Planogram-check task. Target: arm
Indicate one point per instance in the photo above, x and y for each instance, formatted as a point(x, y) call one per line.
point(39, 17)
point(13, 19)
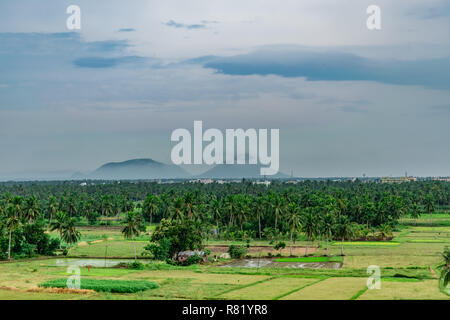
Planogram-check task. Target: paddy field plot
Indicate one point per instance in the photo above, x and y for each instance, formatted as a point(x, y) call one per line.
point(330, 289)
point(395, 290)
point(270, 289)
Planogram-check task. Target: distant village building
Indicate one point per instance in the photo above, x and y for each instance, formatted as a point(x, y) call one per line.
point(266, 182)
point(447, 179)
point(397, 179)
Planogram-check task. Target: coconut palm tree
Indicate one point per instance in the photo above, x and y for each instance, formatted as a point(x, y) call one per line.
point(343, 230)
point(13, 223)
point(58, 224)
point(70, 234)
point(52, 209)
point(309, 226)
point(328, 223)
point(294, 221)
point(131, 228)
point(151, 206)
point(429, 206)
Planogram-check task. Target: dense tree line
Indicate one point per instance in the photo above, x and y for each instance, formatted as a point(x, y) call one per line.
point(314, 209)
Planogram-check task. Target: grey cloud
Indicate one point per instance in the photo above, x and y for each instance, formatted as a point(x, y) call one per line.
point(177, 25)
point(332, 66)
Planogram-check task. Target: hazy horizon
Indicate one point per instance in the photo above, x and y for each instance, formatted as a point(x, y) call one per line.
point(348, 101)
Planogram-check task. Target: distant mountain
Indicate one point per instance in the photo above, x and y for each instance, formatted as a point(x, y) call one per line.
point(138, 169)
point(238, 171)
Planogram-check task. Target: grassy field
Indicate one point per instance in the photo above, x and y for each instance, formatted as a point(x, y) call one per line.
point(408, 271)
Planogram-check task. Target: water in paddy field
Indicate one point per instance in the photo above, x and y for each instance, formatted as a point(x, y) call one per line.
point(271, 263)
point(93, 262)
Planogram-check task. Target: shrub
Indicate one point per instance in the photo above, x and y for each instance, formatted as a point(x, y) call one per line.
point(237, 252)
point(112, 286)
point(159, 251)
point(194, 259)
point(279, 245)
point(136, 265)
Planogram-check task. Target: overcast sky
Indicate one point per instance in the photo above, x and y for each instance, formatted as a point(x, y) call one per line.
point(347, 100)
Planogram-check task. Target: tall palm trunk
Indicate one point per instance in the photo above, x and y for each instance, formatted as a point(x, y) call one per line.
point(306, 251)
point(276, 221)
point(9, 245)
point(259, 222)
point(290, 248)
point(50, 220)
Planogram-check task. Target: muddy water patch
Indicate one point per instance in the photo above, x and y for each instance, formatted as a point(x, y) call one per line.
point(271, 263)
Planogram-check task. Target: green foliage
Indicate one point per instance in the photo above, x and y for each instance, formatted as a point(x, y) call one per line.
point(279, 245)
point(183, 235)
point(136, 265)
point(159, 251)
point(237, 252)
point(112, 286)
point(194, 259)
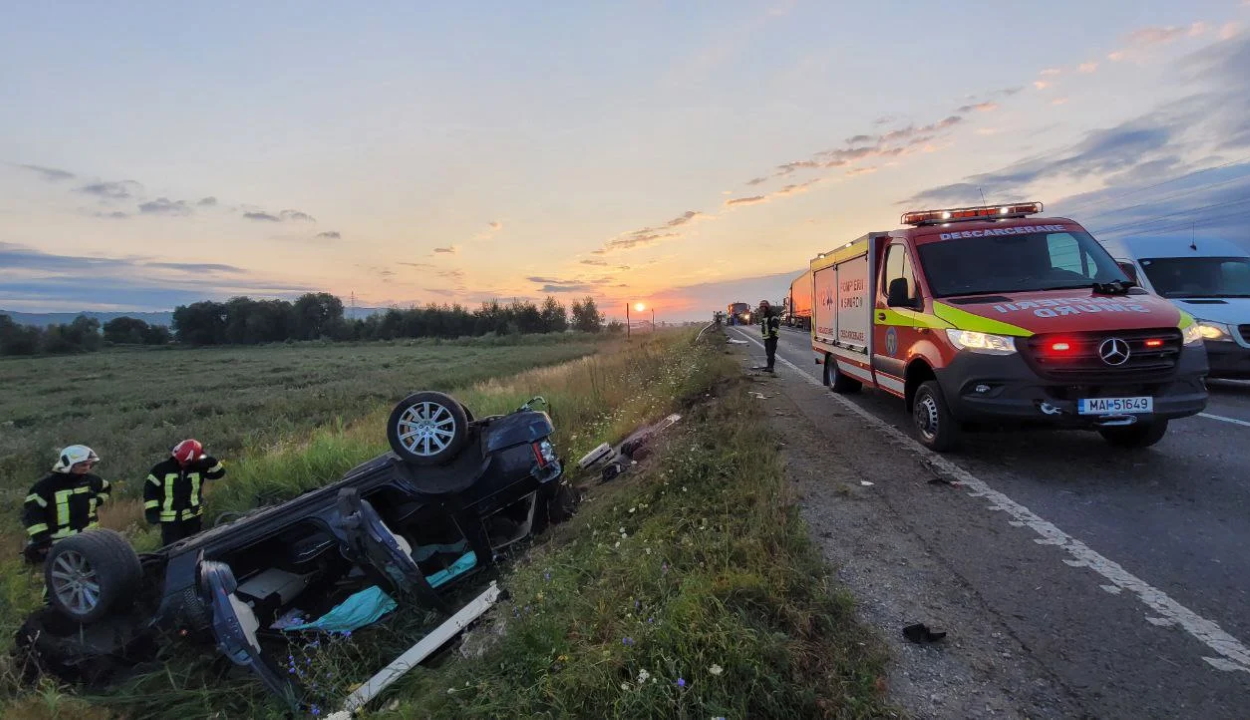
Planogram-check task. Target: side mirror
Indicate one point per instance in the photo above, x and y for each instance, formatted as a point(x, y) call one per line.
point(898, 294)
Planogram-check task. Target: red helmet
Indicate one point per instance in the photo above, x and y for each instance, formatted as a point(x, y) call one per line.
point(188, 450)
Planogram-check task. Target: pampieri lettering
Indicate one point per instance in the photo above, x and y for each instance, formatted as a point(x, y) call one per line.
point(1058, 306)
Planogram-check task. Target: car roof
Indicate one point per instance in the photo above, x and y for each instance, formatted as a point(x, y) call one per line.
point(1174, 246)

════════════════

__Problem statement__: Scan the listing for the string "field" and copy every line that carries it.

__Output for this task__:
Planogram-check task. Target: paddy field plot
Planogram-check task. Target: grassy field
Planogram-check task. Target: water in paddy field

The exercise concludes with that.